═════ Verilen Metin ═════
Fed'in 13-14 Haziran'daki toplantısında faiz oranlarını sabit tutma kararı almasından bu yana, ABD Merkez Bankası yetkilileri önümüzdeki hafta tekrar bir araya geldiklerinde küçük bir faiz artışını daha onaylamaya hazır olduklarına dair her türlü işareti verdi.
Ancak enflasyonun daha hızlı ve kalıcı bir şekilde yavaşlamaya başladığını gösteren son veriler, politika yapıcıların ekonominin bugüne kadarki agresif parasal sıkılaştırmanın etkisini tam olarak absorbe edip etmediği noktasında arada bıraktı ve gelecek toplantıda yapılacak faiz artırımının son artış olup olmayacağı noktasında fikir ayrılıkları var.
Bir durumda, dezenflasyonun devam etmesini sağlamak için daha fazla faiz artışına ihtiyaç duyulabilir; diğer durumda ise, fiyat baskıları zaten zayıflamış durumdadır ve daha fazlasını yapmak ekonomiye ve iş piyasasına gereksiz zarar verebilir.
Yetkililerin söylemleri, Fed'in politika belirleme komitesinin gösterge gecelik faiz oranını çeyrek puan artırarak yüzde 5,25-5,50 aralığına yükseltmesinin beklendiği 25-26 Temmuz toplantısının ötesinde daha fazla artışa yöneldi.
═════ Mevcut Veriler ═════
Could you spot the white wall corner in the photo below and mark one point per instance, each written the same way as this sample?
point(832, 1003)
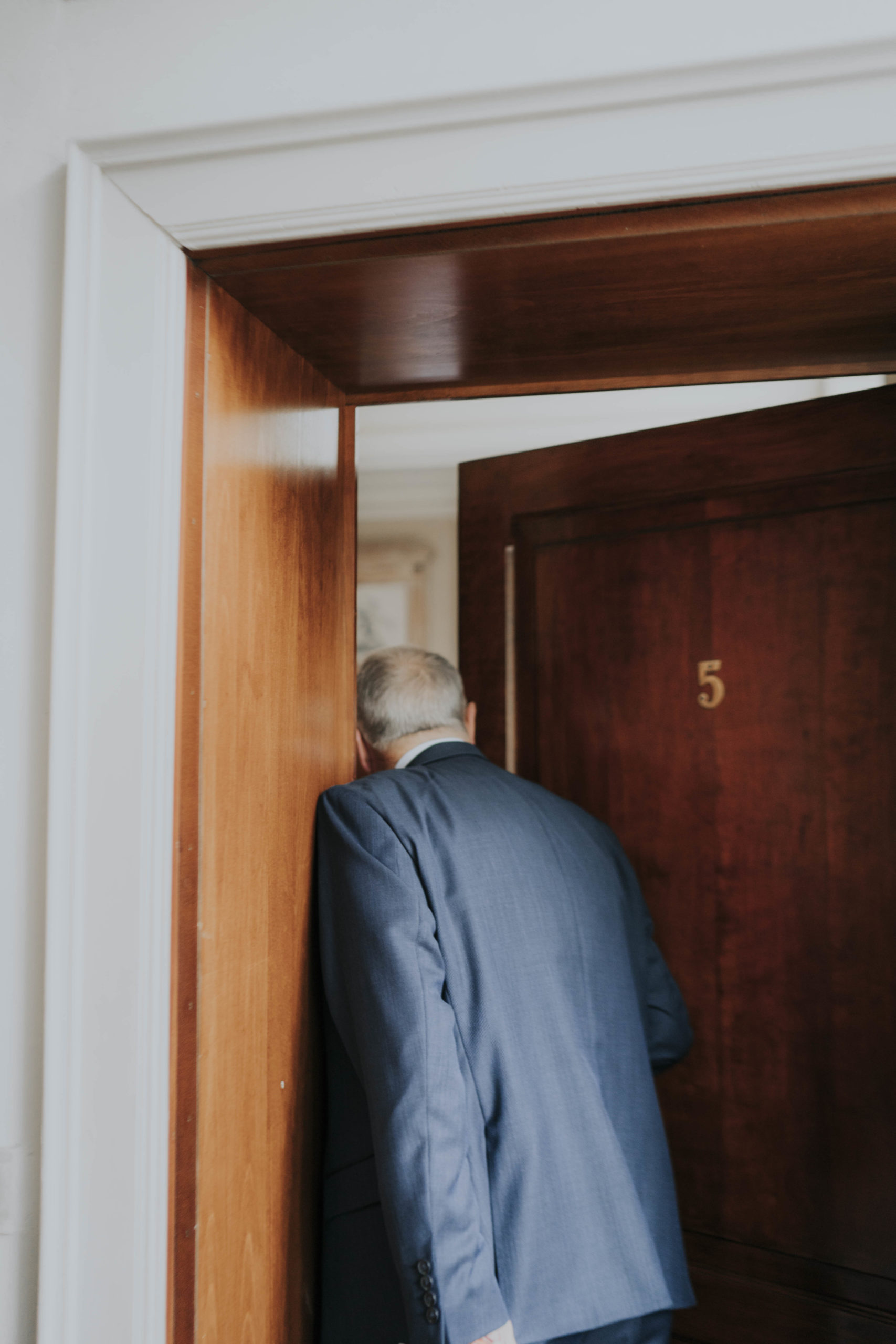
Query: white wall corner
═════
Görev:
Fed'in faiz artışlarını konu alan metni, son cümlesinin ardından kaldığı yerden sürdürün.

Nihai Yanıt:
İki kez daha faiz artırımı görüşü ağır basıyor
Fed Başkanı Jerome Powell, çoğunluğun iki ek faiz artışına ihtiyaç duyulacağı görüşünde olduğunu belirtti ve Başkan Christopher Waller, merkez bankası liderliğinin bu ayki toplantı öncesinde kamuya açık yorumlara getirilen karartmadan önceki son açıklamalarında daha sıkı bir politika izlenmesini savundu.
Waller, faiz artışlarının ekonomik faaliyeti ve enflasyonu tipik olarak tahmin edilenden çok daha hızlı etkilemesi gerektiğini ve bu sıkılaştırma dolayısıyla talep ve enflasyonda daha fazla yavaşlama bekleyemeyeceğimizi söyledi. Waller, "Son enflasyon verileri cesaret verici olsa da, bir veri noktası bir trend oluşturmaz" dedi.
Son faiz artışı mı?
Fed'in Mart 2022'deki ilk çeyrek puanlık faiz artışından bu yana belki de ilk kez, yaklaşan hamlenin son hamle olma ihtimali gelen verilerle desteklenmeye başladı.
Haziran ayında tüketici fiyatlarındaki artış hızının yumuşamasının ötesinde, ithalat fiyatları ve üretici girdi maliyetlerine ilişkin raporların her ikisi de beklenenden daha zayıftı. Özellikle üretici fiyat endeksi, tüketici enflasyonunun yavaşlamaya devam edebileceğine işaret ediyor. İthalat fiyatlarındaki düşüş, Fed'in koronavirüs salgını sırasında yükselen mal fiyatlarındaki genel düşüşlerin, salgından önce bile tipik olarak daha yüksek ve "yapışkan" olan hizmet sektörü enflasyonunu dengeleyebileceği yönündeki umutları açısından önemli.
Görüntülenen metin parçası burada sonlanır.